## Given instruction 1
Answer these questions from the review of Snowden's book:
(a) What was the name of the application Snowden created for the CIA?
(b) What is the maximum penalty carried by the Espionage Act?
(c) Where did Snowden find a hole in the security system as a teenager?

His new book, PERMANENT RECORD, tells how he got the information out, and why he risked death and prison and suffered exile to do it.

I don’t think anybody, no matter how much they may question his actions, can doubt the sincerity of his motives.

He grew up in a family with a heritage of military and government service.  Both his parents had security clearances.

HIs basic values (like mine) were belief in American freedom and democracy as he was taught about them in school.  Also, like many others in the 1990s, he believed in computers and the Internet as a force for human liberation.

From a young age, he had a knack for analyzing systems for weaknesses.  He analyzed the grading criteria for his high school courses, and figured out that he could get a passing grade without doing any homework.

As a teenager, he found a hole in the security system of Los Alamos National Laboratories and pestered authorities until they acknowledged it and fixed it.

His first impulse after the 9/11 attacks was to enlist in the Army and try to qualify for the Special Forces.  But he was injured in a training accident and discharged.  He then joined the Central Intelligence Agency instead.

Organizations based on hierarchy and adherence to a chain of command do not usually welcome recruits who are given to pointing out flaws in the system.  But the CIA dealt with Snowden by giving him special permissions so they could use his talents.

As a CIA officer and later as a contractor for the National Security Agency, Snowden gained unusual access to the whole range of CIA and NSA activities.  He became aware that they were spying not just on foreign governments and suspicious characters, but virtually everyone in the USA and abroad.

Knowledge is power.  If someone knows everything about me, they have power over me.  Most people (myself included) have done things they’re ashamed of, and wouldn’t want known.  Almost everyone has done or said something that can be made to look bad.

In the days of J. Edgar Hoover, the Federal Bureau of Investigation would wiretap prominent figures and read their mail, then blackmail them.  There is no guarantee that the heads of the CIA and NSA would not use their knowledge to blackmail.  There is no guarantee they are not already doing so.

Government agencies that are doing this operate in secrecy.  They have power over us, but we the people can’t set limits on them because we don’t even know what is happening.

Snowden could not discuss his qualms with anyone, not even his lover, Lindsay Mills (now his wife).  To breathe a word to anyone would have been considered a violation of the Espionage Act, which carries a maximum penalty of death.

Having reached a decision in silence, he had to make a plan silence and execute it alone.  He had to figure out exactly what the CIA and NSA were doing, how to prove it and how to disseminate that proof in a way that would have an impact.  Any error in his plan or its execution would have been fatal.

The strain must have been almost unbearable.  The temptation to confide in someone must have been almost irresistable (which was the downfall of his fellow whistleblower, Pvt. Bradley (now Chelsea) Manning).

He created an application for the CIA called Heartbeat, which enabled officers to search the entire data files for all information that the individual officer had clearance to see.  Only Snowden, writer and administrator of the program, had access to everything.  He then figured out how to collect electronic data in secret and remove it from CIA facilities in secret.

## Given instruction 2
From the records, extract every line without changes, starting with the line that contains "Tag one point on each instance of the illuminated" and going on through the last line of the records.

## Extracted material

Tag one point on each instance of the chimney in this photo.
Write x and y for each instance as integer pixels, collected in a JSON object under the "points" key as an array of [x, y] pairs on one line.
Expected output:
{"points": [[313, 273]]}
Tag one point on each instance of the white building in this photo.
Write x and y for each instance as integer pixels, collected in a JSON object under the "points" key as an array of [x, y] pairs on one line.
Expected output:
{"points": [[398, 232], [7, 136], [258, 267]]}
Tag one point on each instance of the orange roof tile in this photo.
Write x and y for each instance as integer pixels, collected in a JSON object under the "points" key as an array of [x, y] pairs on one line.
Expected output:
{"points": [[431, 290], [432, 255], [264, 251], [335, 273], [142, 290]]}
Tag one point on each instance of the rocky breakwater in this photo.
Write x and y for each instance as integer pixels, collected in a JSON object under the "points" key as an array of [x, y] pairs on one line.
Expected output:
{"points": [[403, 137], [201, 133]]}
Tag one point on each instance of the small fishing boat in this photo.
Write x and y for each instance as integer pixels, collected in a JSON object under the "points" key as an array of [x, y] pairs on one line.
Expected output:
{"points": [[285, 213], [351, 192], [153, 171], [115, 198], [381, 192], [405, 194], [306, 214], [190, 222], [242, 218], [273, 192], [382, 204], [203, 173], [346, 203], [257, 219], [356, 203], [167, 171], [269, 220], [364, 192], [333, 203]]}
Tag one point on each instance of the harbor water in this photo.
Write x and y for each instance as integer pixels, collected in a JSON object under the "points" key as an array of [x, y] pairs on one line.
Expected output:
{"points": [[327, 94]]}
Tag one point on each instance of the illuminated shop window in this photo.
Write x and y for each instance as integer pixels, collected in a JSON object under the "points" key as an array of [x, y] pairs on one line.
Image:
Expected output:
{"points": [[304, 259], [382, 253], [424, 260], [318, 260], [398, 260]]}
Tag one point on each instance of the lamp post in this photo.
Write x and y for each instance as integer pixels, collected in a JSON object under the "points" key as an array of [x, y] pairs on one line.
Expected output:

## Full response 1
(a) Heartbeat
(b) Death
(c) Los Alamos National Laboratories

## Full response 2
Tag one point on each instance of the illuminated shop window in this photo.
Write x and y for each instance as integer pixels, collected in a JSON object under the "points" key as an array of [x, y] pairs on one line.
Image:
Expected output:
{"points": [[304, 259], [382, 253], [424, 260], [318, 260], [398, 260]]}
Tag one point on each instance of the lamp post in this photo.
Write x and y for each instance as integer pixels, collected in a JSON object under the "points" key as an array of [x, y] pairs on one line.
Expected output:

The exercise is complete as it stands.